- PROBLEM STATEMENT:
Transcribe the following entries letter for letter, without the pictures.

-------- DATA FOR THE TASK

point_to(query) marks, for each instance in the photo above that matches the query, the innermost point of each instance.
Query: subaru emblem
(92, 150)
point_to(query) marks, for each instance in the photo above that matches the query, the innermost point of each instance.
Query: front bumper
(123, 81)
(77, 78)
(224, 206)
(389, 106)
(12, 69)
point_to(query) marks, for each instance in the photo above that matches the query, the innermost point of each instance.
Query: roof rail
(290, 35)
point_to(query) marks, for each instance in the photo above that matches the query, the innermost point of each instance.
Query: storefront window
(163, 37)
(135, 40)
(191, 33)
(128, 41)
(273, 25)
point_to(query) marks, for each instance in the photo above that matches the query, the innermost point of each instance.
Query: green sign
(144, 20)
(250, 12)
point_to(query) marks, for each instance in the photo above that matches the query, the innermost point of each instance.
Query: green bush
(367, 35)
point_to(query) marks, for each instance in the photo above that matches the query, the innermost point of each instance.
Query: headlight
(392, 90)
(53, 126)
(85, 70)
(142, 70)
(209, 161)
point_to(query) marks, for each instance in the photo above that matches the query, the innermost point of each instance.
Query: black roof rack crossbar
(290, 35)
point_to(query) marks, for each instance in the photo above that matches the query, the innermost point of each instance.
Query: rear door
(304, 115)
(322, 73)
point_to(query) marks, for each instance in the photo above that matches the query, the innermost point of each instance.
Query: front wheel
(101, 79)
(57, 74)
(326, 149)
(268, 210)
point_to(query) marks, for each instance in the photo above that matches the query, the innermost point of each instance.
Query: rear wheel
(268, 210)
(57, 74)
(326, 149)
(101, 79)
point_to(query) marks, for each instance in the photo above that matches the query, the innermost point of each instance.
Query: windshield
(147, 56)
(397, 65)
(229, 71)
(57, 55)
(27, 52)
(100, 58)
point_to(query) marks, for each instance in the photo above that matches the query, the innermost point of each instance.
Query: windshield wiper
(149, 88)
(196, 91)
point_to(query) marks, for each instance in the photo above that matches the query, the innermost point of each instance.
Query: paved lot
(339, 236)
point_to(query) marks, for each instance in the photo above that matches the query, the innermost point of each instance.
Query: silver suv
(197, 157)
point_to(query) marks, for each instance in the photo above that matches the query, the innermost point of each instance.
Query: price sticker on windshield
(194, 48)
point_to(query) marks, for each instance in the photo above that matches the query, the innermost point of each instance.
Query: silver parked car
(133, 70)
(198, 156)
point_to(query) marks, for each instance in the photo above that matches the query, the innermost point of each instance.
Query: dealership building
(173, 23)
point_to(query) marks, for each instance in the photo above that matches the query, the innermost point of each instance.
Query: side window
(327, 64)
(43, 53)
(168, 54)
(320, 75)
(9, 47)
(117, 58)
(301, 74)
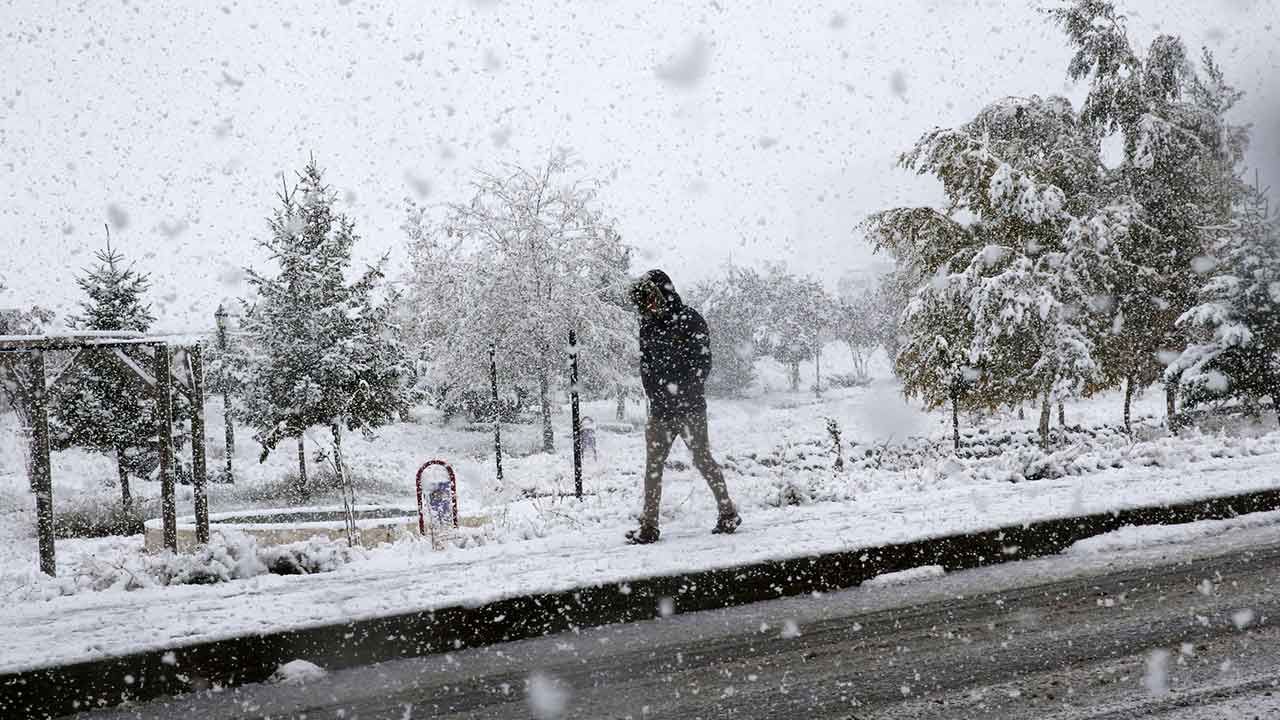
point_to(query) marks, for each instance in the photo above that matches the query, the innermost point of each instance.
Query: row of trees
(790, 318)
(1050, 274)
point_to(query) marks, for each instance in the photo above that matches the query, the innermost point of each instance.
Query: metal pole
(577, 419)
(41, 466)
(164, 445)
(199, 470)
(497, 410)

----------------

- RESPONSE FOR THIS EXERCISE:
point_to(query) marks, for each instance in the photo above that matches the query, the innermost point of each instance.
Query: subaru emblem
(92, 150)
point_to(query) marks, for each instance in the photo above that matches the query, the innermost point of each instance.
Query: front bumper
(123, 81)
(77, 78)
(224, 206)
(389, 106)
(12, 69)
point_to(query) marks, for each instance in the photo above that matches the query, the innermost point of each instance.
Query: roof rail
(290, 35)
point_to(query) marks, for each instance in the photo above that matches the query, the innermost point of each instance.
Query: storefront window
(163, 37)
(135, 40)
(191, 33)
(128, 41)
(273, 25)
point_to(query) marks, for each instance in the photo above that matches the query, the innermost point of each instance.
Query: green sign
(144, 20)
(250, 12)
point_to(query) marks, for each instance in the photo above that matches the query, the innermost point of each instance.
Query: green bush
(367, 35)
point_to(query) marks, for each instance in the photo above that matches the query, the innermost point of each instance.
Query: headlight
(392, 90)
(53, 126)
(85, 70)
(142, 70)
(209, 161)
point_to(query) marks, for each instance in the photo above that matches the query, the innermost point of each instance.
Query: black roof rack crossbar
(290, 35)
point_to(query) marks, for each instance in the photo above that matches the query, the innermost point of each instance.
Query: rear door
(304, 115)
(322, 73)
point_to(query) marks, for each instance in the photo above that matches the query, the innermost point of each instance.
Query: front wheel
(101, 79)
(57, 74)
(326, 149)
(268, 210)
point_to(query) marks, for each instance in the photo above that matches the query, the innermost point of each instance.
Query: rear wheel
(268, 210)
(57, 74)
(326, 149)
(101, 79)
point_to(query) marks, for each instance in the photo above that matches the query, the innermost point of each instance.
Query: windshield
(147, 56)
(397, 65)
(229, 71)
(57, 55)
(27, 52)
(100, 58)
point_to(query) marks, for each instance in the photo above that matches the query, the innermost point of each instance.
Query: windshield wiper
(149, 88)
(196, 91)
point_to(query) marks, for each instance in the photo above that matches the query, the innermost point of each instance.
Query: paved lot
(339, 236)
point_to(query) marks, for each instance in the photo above that matches the query, the innermost point of each instance.
Query: silver suv
(197, 157)
point_to(query) marks, for each instance in the photo above that matches the query, the innermost point of each instance.
Query: price sticker on windshield
(194, 48)
point_to(query) marks, for each instance in the photo above that matches the query, the innermost point of each instance.
Query: silver parked car
(133, 70)
(198, 156)
point_to(query) marks, for each instance in the photo above that matches the query, the innermost point of each instance.
Query: dealership building
(173, 23)
point_to(query) marks, for each instance in the photo above that matches the query, the innermost point of each instance.
Query: side window
(327, 64)
(43, 53)
(168, 54)
(320, 75)
(9, 47)
(117, 58)
(301, 74)
point_to(query) marks, for each instance in the photo above that matches the query, the innermost point of each instance.
Query: row of trees
(790, 318)
(1050, 274)
point_to(query) marks, for each instance in the photo above that matches the query, the innermost point of each instance.
Query: metal pole
(577, 419)
(41, 466)
(164, 445)
(199, 470)
(497, 410)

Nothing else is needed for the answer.